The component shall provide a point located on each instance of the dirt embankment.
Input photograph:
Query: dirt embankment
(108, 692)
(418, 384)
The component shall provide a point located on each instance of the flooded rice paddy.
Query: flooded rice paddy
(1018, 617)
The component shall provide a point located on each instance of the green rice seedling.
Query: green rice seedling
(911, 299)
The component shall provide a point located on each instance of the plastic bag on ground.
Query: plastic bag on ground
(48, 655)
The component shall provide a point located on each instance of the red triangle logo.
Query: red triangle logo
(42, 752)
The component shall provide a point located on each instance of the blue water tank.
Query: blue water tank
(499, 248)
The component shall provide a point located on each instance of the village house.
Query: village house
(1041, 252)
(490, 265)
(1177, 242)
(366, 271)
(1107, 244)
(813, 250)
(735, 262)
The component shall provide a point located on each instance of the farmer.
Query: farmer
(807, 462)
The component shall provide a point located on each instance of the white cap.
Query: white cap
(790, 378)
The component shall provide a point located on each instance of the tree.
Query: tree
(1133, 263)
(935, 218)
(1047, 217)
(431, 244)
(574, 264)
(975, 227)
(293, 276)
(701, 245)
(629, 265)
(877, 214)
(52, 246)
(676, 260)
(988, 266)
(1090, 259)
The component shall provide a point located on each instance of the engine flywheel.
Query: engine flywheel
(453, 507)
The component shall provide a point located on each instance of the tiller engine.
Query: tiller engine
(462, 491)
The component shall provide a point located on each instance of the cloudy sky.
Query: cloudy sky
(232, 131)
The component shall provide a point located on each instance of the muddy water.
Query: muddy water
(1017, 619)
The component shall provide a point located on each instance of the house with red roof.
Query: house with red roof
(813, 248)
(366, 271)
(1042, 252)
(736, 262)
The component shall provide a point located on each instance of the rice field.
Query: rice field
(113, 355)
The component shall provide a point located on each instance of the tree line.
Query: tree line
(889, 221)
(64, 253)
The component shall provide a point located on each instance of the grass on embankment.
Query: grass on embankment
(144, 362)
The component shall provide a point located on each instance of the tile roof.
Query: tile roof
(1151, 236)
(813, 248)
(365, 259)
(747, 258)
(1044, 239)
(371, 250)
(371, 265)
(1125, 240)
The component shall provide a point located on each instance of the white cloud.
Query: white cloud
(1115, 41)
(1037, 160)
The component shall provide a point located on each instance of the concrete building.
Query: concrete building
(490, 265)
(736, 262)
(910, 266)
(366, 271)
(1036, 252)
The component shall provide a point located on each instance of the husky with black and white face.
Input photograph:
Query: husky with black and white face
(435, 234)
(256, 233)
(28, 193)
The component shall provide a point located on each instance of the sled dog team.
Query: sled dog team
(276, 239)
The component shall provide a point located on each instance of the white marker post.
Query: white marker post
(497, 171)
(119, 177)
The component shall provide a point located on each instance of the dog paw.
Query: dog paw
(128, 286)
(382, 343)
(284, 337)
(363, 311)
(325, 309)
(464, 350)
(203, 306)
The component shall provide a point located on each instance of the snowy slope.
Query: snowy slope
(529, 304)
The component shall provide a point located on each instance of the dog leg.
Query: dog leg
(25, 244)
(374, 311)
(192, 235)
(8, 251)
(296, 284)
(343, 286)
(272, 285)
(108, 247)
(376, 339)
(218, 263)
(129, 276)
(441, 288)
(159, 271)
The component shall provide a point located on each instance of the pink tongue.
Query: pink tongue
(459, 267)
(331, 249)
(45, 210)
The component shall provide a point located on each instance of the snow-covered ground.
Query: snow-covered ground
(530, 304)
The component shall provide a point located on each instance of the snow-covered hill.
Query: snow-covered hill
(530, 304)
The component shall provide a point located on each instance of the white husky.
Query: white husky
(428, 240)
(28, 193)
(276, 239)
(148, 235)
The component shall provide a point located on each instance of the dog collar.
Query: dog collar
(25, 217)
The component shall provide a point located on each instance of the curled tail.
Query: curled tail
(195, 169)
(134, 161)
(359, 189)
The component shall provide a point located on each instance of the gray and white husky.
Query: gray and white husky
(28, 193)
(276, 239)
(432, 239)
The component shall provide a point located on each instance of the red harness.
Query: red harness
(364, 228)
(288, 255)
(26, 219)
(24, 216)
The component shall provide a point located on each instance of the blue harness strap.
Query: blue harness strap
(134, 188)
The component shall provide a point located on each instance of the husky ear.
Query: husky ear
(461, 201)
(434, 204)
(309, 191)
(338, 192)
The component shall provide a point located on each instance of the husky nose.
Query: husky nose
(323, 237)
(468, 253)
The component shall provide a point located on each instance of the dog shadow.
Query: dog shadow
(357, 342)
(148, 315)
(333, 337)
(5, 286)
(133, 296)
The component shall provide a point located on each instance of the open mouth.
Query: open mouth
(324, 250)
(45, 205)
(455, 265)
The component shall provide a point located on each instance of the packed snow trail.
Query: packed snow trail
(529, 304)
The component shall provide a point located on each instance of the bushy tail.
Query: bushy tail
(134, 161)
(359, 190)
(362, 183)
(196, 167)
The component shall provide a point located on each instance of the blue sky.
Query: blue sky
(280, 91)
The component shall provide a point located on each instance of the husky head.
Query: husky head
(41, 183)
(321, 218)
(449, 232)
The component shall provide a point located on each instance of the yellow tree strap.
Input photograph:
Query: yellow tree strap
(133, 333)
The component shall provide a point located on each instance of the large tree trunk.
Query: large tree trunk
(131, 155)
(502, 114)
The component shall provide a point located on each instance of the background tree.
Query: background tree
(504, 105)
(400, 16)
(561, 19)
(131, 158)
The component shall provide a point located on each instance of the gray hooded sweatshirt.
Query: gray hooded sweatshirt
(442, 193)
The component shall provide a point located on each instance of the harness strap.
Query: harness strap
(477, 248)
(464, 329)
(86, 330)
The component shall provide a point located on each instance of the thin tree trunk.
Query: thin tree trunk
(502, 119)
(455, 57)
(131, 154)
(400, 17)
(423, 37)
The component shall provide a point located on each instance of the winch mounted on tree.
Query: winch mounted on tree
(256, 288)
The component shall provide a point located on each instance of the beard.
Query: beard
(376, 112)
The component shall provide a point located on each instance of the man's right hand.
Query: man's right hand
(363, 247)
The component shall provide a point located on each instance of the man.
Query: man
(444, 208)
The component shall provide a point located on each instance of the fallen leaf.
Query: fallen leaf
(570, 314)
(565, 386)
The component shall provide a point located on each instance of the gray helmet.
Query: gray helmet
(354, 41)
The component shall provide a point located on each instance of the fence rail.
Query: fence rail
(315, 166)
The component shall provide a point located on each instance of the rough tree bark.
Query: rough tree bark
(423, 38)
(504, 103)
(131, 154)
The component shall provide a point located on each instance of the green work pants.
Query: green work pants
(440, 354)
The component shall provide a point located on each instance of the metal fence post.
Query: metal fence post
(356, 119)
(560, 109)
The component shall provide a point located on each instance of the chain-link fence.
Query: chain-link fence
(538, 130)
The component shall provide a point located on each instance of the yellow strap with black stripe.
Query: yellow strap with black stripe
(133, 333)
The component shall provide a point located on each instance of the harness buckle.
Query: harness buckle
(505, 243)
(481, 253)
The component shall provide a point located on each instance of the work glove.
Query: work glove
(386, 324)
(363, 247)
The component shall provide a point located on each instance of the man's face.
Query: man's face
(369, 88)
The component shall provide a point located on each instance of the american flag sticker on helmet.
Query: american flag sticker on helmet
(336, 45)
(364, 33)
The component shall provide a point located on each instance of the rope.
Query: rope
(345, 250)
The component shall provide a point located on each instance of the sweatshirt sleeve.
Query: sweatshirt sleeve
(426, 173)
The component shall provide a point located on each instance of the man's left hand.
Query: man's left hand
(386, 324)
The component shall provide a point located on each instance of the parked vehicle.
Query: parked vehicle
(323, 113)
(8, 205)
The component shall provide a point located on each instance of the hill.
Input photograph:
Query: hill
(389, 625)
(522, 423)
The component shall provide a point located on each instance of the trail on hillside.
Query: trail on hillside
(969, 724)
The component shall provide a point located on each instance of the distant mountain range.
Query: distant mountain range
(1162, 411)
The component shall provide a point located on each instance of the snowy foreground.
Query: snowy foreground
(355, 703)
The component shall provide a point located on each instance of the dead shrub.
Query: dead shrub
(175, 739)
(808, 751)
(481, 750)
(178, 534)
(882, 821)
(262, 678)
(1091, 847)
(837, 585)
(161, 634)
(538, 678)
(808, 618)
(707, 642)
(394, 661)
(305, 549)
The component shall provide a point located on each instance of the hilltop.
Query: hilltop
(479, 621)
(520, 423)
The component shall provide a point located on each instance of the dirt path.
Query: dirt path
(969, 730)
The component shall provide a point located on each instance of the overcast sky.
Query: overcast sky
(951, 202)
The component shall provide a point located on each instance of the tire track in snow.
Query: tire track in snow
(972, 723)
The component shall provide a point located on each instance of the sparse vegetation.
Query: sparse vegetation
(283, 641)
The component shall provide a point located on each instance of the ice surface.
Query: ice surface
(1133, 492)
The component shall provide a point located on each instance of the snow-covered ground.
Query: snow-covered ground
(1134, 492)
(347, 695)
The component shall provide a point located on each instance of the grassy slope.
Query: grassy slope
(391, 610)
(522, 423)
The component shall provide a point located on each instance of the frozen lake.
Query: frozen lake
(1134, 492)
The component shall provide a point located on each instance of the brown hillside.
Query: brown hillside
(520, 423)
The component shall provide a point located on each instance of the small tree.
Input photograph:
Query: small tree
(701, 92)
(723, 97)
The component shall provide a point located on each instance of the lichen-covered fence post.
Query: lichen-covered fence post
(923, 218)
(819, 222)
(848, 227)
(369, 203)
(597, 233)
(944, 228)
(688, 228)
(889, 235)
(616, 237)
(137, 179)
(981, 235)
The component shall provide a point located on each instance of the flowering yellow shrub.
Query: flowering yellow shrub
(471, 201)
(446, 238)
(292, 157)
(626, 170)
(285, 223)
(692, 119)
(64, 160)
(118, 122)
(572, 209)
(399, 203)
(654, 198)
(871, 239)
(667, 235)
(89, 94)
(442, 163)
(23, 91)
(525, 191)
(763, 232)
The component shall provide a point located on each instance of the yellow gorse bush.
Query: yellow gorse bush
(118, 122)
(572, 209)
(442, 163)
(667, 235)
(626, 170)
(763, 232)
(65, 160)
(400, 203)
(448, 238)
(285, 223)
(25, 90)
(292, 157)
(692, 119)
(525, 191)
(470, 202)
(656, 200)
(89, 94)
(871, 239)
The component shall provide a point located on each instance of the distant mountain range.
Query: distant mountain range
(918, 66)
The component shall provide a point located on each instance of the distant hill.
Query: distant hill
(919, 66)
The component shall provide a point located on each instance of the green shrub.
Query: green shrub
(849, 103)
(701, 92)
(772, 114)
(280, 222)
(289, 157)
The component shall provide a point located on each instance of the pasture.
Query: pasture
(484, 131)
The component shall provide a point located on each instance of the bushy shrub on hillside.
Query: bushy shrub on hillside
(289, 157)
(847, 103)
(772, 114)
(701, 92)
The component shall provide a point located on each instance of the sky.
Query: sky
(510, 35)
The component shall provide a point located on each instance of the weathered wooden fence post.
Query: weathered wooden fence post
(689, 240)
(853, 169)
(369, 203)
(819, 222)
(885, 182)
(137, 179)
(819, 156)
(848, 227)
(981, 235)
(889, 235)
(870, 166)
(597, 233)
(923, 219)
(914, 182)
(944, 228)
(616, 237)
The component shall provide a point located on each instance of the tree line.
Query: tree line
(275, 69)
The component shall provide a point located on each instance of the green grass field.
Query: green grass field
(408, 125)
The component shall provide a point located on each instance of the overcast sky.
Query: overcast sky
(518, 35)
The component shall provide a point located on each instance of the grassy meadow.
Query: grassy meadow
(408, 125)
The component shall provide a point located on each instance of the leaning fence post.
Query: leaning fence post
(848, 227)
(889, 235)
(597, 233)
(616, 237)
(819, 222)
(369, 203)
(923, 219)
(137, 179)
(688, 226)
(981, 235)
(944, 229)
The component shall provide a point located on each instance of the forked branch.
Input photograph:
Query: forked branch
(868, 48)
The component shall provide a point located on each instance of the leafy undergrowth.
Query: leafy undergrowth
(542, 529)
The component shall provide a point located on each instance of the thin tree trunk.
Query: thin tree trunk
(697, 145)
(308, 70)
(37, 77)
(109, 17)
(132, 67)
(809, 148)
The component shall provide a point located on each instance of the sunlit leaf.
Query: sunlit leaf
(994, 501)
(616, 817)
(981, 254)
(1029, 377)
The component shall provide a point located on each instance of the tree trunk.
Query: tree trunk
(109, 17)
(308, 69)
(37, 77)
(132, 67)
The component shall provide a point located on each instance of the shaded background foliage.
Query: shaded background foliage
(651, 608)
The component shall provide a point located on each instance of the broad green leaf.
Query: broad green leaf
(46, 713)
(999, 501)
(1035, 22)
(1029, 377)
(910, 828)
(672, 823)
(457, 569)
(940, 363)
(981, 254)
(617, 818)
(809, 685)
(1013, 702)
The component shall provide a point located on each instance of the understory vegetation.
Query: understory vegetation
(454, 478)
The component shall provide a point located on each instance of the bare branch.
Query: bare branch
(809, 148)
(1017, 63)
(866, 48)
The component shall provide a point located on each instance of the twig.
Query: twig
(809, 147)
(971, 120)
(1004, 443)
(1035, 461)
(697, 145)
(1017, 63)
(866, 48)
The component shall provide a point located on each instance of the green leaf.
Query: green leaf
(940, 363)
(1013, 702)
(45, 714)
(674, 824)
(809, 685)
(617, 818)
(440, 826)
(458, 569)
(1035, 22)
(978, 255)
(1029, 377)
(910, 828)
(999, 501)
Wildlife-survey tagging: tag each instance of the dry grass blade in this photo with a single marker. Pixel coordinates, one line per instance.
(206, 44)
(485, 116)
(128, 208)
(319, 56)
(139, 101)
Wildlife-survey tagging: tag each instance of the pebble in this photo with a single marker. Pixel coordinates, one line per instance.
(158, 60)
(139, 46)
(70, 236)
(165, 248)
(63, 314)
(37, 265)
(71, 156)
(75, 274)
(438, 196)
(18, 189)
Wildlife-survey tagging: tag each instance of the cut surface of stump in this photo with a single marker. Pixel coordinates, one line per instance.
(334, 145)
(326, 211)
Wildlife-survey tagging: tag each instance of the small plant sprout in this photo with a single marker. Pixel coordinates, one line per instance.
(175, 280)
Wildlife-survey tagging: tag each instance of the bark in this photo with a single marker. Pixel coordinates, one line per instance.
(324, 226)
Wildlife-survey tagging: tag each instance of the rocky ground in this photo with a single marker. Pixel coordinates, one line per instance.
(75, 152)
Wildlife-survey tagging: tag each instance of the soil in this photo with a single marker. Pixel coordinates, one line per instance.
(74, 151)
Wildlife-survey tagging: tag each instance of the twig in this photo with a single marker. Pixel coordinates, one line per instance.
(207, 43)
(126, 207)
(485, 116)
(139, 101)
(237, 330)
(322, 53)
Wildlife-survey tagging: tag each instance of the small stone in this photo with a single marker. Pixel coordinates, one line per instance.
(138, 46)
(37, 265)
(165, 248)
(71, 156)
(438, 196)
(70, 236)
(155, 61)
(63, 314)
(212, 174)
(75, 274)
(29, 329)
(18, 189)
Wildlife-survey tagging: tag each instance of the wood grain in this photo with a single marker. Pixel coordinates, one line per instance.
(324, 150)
--------------------------------------------------
• TRY IT: Using the listing above, return word for word each line from the one that has "Query: parked vehicle" through the one that has "the dead shrub.", and no line outside that range.

• RESULT:
Query: parked vehicle
(323, 113)
(8, 205)
The component shall provide a point located on each instance of the hill.
Input photograph:
Query: hill
(389, 625)
(522, 423)
The component shall provide a point located on each instance of the trail on hillside.
Query: trail on hillside
(969, 724)
The component shall provide a point located on each instance of the distant mountain range.
Query: distant mountain range
(1162, 411)
The component shall provide a point located on each instance of the snowy foreground.
Query: snowy foreground
(355, 703)
The component shall provide a point located on each instance of the dead shrub.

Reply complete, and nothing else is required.